Find the number of lines in these records where the word "jeans" appears. Reply with that number and nothing more.

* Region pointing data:
================================

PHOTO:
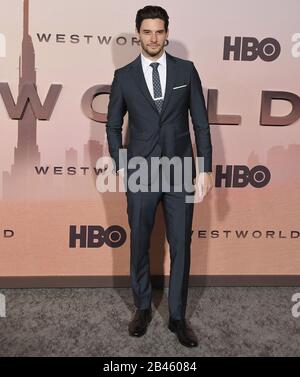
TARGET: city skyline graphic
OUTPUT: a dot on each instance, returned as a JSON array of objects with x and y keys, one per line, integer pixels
[{"x": 27, "y": 178}]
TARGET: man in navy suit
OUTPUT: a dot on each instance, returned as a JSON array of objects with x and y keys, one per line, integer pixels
[{"x": 157, "y": 90}]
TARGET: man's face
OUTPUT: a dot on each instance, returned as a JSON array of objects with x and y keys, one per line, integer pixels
[{"x": 152, "y": 36}]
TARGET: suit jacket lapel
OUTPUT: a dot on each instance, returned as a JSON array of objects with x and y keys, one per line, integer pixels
[{"x": 139, "y": 77}]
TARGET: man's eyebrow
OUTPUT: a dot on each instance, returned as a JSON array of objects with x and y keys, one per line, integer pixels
[{"x": 156, "y": 30}]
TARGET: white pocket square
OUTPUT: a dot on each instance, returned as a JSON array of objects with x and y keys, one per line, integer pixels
[{"x": 181, "y": 86}]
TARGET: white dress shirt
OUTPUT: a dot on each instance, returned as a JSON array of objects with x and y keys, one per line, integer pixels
[{"x": 162, "y": 70}]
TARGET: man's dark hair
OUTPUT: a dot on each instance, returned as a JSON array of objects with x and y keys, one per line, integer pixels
[{"x": 151, "y": 11}]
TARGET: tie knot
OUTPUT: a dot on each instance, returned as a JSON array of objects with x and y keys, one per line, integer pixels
[{"x": 154, "y": 65}]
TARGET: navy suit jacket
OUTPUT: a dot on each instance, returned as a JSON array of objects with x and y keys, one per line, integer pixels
[{"x": 153, "y": 133}]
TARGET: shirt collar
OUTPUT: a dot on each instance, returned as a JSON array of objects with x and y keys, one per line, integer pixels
[{"x": 146, "y": 61}]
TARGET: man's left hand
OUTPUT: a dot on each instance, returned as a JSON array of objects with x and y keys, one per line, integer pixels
[{"x": 205, "y": 183}]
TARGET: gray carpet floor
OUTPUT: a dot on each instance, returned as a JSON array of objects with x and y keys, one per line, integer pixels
[{"x": 228, "y": 321}]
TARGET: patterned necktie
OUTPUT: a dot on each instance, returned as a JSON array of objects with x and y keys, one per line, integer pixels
[{"x": 157, "y": 87}]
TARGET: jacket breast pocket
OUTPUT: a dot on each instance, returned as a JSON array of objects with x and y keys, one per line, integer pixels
[{"x": 180, "y": 89}]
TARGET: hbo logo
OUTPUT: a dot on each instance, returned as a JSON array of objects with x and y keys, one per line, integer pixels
[
  {"x": 96, "y": 236},
  {"x": 249, "y": 48},
  {"x": 241, "y": 176}
]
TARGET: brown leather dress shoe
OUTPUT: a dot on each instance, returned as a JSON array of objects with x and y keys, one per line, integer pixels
[
  {"x": 140, "y": 321},
  {"x": 184, "y": 333}
]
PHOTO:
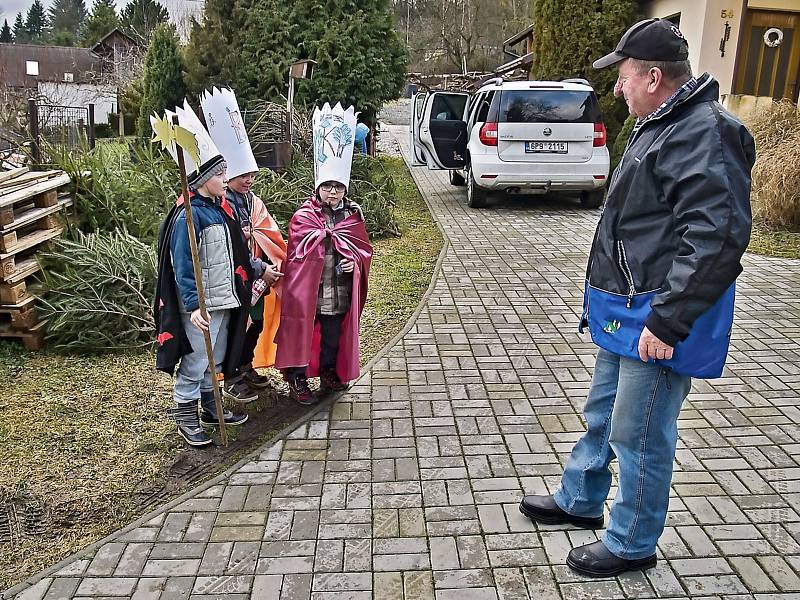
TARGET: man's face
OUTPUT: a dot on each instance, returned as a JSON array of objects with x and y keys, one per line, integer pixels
[
  {"x": 243, "y": 183},
  {"x": 636, "y": 89}
]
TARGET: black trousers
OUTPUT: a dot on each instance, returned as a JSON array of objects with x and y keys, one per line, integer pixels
[{"x": 331, "y": 331}]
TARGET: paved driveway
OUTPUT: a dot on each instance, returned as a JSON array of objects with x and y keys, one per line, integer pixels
[{"x": 408, "y": 487}]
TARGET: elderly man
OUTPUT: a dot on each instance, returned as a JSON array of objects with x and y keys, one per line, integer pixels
[{"x": 659, "y": 295}]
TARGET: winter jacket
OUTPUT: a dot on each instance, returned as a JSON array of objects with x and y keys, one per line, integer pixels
[
  {"x": 167, "y": 307},
  {"x": 677, "y": 217},
  {"x": 214, "y": 244}
]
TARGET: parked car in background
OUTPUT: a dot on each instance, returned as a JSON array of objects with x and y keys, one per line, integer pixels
[{"x": 517, "y": 137}]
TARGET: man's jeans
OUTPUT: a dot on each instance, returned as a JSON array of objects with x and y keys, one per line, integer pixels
[
  {"x": 193, "y": 375},
  {"x": 631, "y": 413}
]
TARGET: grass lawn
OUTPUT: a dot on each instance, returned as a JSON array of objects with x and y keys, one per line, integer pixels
[{"x": 84, "y": 441}]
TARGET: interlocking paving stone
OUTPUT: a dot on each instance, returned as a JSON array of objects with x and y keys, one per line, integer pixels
[{"x": 407, "y": 488}]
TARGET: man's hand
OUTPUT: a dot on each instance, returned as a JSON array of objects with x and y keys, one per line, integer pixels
[
  {"x": 271, "y": 275},
  {"x": 650, "y": 347},
  {"x": 198, "y": 320}
]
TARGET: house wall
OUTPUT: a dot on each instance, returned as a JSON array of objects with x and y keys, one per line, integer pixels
[
  {"x": 104, "y": 97},
  {"x": 703, "y": 25}
]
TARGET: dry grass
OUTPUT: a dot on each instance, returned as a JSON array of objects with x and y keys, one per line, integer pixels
[
  {"x": 80, "y": 436},
  {"x": 776, "y": 174}
]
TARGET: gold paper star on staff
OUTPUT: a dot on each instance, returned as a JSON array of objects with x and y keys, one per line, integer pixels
[{"x": 166, "y": 134}]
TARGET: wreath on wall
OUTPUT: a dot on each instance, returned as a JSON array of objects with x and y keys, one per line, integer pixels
[{"x": 773, "y": 37}]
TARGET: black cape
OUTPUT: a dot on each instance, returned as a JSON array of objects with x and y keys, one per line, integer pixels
[{"x": 172, "y": 342}]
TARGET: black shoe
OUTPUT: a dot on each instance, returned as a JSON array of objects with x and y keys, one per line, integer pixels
[
  {"x": 543, "y": 509},
  {"x": 189, "y": 426},
  {"x": 301, "y": 393},
  {"x": 595, "y": 560},
  {"x": 254, "y": 379},
  {"x": 239, "y": 391},
  {"x": 329, "y": 382},
  {"x": 208, "y": 413}
]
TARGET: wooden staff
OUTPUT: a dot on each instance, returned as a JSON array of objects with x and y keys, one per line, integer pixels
[{"x": 201, "y": 295}]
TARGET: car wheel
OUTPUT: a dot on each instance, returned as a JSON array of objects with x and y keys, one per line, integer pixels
[
  {"x": 456, "y": 179},
  {"x": 592, "y": 199},
  {"x": 476, "y": 195}
]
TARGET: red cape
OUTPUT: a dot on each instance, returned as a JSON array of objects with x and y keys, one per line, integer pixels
[{"x": 298, "y": 339}]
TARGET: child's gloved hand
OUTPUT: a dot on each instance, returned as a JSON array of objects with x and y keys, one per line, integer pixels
[
  {"x": 347, "y": 265},
  {"x": 271, "y": 275},
  {"x": 198, "y": 320}
]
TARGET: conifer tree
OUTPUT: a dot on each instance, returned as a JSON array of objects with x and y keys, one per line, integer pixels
[
  {"x": 6, "y": 37},
  {"x": 570, "y": 34},
  {"x": 101, "y": 21},
  {"x": 20, "y": 33},
  {"x": 36, "y": 22},
  {"x": 67, "y": 16},
  {"x": 140, "y": 18},
  {"x": 163, "y": 77}
]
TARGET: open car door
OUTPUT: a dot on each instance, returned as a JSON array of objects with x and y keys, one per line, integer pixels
[
  {"x": 414, "y": 124},
  {"x": 441, "y": 133}
]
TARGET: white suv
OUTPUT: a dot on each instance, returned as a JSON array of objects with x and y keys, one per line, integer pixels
[{"x": 516, "y": 137}]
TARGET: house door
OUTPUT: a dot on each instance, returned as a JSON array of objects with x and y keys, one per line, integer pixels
[{"x": 769, "y": 55}]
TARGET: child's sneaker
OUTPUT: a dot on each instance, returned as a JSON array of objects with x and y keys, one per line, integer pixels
[
  {"x": 301, "y": 393},
  {"x": 255, "y": 379},
  {"x": 239, "y": 391},
  {"x": 329, "y": 382}
]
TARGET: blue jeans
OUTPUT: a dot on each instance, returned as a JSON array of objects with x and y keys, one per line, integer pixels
[
  {"x": 631, "y": 414},
  {"x": 193, "y": 375}
]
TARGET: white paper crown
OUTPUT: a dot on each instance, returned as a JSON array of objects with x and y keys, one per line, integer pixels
[
  {"x": 189, "y": 121},
  {"x": 226, "y": 127},
  {"x": 334, "y": 133}
]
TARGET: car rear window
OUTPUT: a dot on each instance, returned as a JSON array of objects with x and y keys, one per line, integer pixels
[
  {"x": 548, "y": 106},
  {"x": 448, "y": 108}
]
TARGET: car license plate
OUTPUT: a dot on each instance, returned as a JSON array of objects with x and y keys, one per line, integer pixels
[{"x": 546, "y": 147}]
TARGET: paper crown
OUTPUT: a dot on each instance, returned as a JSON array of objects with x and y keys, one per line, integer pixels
[
  {"x": 226, "y": 127},
  {"x": 209, "y": 155},
  {"x": 334, "y": 133}
]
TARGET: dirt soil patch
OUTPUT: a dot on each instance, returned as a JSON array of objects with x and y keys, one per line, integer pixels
[{"x": 86, "y": 445}]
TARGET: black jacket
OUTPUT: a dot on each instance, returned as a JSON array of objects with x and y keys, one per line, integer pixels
[
  {"x": 677, "y": 216},
  {"x": 171, "y": 338}
]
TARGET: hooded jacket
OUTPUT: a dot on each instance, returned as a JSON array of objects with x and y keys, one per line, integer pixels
[{"x": 677, "y": 217}]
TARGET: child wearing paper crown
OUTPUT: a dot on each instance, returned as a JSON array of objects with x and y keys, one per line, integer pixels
[
  {"x": 261, "y": 233},
  {"x": 326, "y": 270},
  {"x": 225, "y": 264}
]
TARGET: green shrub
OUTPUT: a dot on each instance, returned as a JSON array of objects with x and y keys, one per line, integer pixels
[
  {"x": 121, "y": 185},
  {"x": 99, "y": 292}
]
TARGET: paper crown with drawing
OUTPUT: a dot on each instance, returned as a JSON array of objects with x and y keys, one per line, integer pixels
[
  {"x": 226, "y": 127},
  {"x": 201, "y": 156},
  {"x": 334, "y": 134}
]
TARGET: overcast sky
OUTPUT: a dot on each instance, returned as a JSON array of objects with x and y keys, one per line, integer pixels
[{"x": 177, "y": 8}]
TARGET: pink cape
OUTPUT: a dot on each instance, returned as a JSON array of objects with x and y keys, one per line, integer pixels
[{"x": 298, "y": 338}]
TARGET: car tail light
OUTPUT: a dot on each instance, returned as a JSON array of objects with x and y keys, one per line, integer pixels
[
  {"x": 600, "y": 135},
  {"x": 488, "y": 134}
]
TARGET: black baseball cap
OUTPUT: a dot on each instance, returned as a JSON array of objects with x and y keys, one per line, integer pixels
[{"x": 652, "y": 39}]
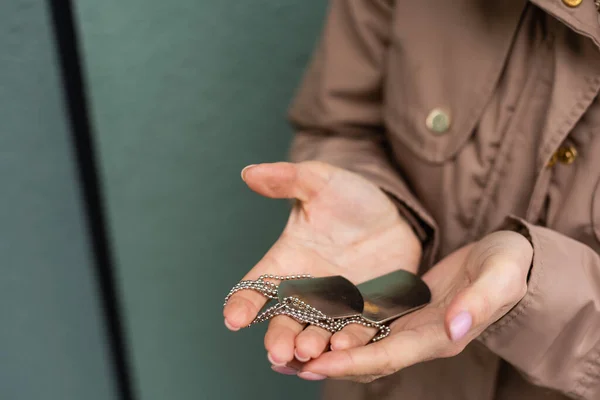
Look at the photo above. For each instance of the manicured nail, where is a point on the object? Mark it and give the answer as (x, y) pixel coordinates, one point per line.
(299, 358)
(246, 169)
(460, 325)
(311, 376)
(273, 361)
(231, 327)
(284, 370)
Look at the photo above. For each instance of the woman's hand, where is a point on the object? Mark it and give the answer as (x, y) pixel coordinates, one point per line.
(341, 224)
(471, 288)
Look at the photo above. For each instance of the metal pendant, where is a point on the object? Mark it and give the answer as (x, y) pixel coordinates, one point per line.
(334, 296)
(393, 295)
(378, 300)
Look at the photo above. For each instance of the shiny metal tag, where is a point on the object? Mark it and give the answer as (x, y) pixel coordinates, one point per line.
(393, 295)
(334, 296)
(378, 300)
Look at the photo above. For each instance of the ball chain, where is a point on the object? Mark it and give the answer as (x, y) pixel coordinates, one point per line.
(298, 309)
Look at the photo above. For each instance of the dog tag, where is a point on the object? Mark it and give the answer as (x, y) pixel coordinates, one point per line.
(334, 296)
(390, 296)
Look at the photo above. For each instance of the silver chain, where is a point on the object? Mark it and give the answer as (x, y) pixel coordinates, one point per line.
(298, 309)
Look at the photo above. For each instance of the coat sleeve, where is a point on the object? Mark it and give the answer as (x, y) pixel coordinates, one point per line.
(337, 111)
(553, 335)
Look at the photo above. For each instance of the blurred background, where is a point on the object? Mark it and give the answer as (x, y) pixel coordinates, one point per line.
(176, 97)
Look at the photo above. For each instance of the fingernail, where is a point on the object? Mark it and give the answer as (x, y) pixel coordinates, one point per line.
(231, 327)
(311, 376)
(460, 325)
(299, 358)
(273, 361)
(246, 169)
(284, 370)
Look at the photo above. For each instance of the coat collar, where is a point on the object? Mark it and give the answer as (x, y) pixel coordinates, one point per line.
(583, 19)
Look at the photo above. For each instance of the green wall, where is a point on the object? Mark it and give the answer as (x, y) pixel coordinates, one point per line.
(52, 335)
(184, 94)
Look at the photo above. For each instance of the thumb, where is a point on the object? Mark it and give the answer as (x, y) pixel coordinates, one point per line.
(285, 180)
(500, 283)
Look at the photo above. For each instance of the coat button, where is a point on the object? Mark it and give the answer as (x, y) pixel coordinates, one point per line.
(565, 155)
(438, 121)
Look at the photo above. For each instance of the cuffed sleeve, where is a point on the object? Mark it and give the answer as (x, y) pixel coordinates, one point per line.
(337, 112)
(553, 335)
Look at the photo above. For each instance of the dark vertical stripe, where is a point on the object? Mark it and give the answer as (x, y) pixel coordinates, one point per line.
(76, 102)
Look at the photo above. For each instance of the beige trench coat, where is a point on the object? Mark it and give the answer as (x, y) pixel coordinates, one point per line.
(472, 113)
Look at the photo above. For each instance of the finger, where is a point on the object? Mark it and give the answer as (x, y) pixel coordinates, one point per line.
(311, 343)
(243, 306)
(280, 339)
(351, 336)
(382, 358)
(500, 285)
(284, 180)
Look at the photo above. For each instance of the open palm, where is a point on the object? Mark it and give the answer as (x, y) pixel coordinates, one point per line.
(341, 224)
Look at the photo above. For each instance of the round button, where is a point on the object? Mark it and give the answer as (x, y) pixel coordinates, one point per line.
(567, 155)
(438, 121)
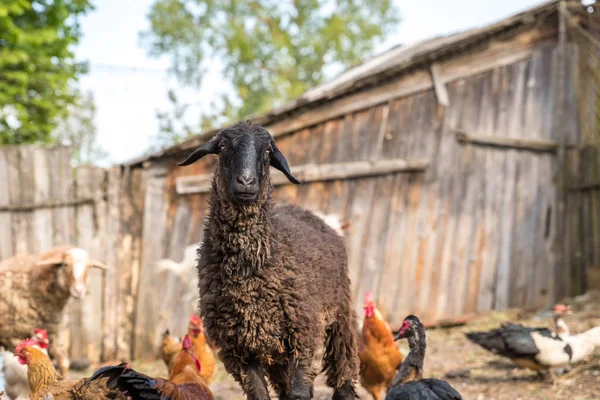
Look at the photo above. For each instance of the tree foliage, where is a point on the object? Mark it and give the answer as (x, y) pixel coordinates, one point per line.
(272, 51)
(77, 130)
(37, 66)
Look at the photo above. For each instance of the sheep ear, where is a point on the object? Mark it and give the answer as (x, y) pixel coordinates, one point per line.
(98, 264)
(278, 161)
(56, 260)
(211, 147)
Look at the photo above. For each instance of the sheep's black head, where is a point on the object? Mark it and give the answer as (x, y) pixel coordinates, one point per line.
(245, 153)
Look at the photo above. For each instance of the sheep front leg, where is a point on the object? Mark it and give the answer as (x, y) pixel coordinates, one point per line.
(253, 380)
(301, 381)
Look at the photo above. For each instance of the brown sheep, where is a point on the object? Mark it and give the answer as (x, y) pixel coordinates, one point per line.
(34, 290)
(273, 281)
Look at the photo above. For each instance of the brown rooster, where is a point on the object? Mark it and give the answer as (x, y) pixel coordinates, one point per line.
(202, 349)
(185, 382)
(46, 383)
(170, 348)
(379, 355)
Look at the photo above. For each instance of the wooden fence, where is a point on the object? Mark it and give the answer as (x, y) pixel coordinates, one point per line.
(467, 186)
(45, 203)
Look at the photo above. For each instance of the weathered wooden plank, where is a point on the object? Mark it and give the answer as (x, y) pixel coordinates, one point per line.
(6, 245)
(467, 240)
(18, 221)
(560, 124)
(505, 262)
(27, 178)
(484, 120)
(390, 287)
(438, 84)
(41, 205)
(518, 143)
(86, 323)
(497, 54)
(42, 230)
(153, 234)
(316, 173)
(494, 166)
(423, 143)
(451, 193)
(63, 220)
(131, 203)
(373, 256)
(416, 196)
(110, 308)
(527, 211)
(544, 263)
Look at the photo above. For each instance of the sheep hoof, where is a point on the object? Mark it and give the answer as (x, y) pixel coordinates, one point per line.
(301, 393)
(345, 392)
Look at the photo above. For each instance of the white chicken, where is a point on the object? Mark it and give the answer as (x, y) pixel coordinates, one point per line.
(15, 374)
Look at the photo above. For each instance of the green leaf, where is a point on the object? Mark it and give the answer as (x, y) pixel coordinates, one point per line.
(37, 68)
(272, 51)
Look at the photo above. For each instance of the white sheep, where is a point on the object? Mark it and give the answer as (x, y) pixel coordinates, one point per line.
(34, 291)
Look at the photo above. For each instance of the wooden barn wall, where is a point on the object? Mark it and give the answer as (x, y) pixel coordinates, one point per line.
(476, 231)
(45, 203)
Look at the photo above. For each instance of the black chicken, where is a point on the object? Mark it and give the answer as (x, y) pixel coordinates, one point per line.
(409, 383)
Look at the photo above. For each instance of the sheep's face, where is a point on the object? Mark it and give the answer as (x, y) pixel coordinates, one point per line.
(409, 328)
(245, 153)
(73, 267)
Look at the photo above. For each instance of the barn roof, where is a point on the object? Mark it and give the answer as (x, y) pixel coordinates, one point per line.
(389, 64)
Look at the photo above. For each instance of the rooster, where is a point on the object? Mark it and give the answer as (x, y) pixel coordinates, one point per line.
(15, 373)
(409, 384)
(170, 348)
(185, 381)
(46, 383)
(202, 350)
(379, 355)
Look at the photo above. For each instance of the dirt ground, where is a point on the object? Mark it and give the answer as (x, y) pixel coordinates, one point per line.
(481, 375)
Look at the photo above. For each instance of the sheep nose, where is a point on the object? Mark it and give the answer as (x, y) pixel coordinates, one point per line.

================================

* TASK SOLUTION: 2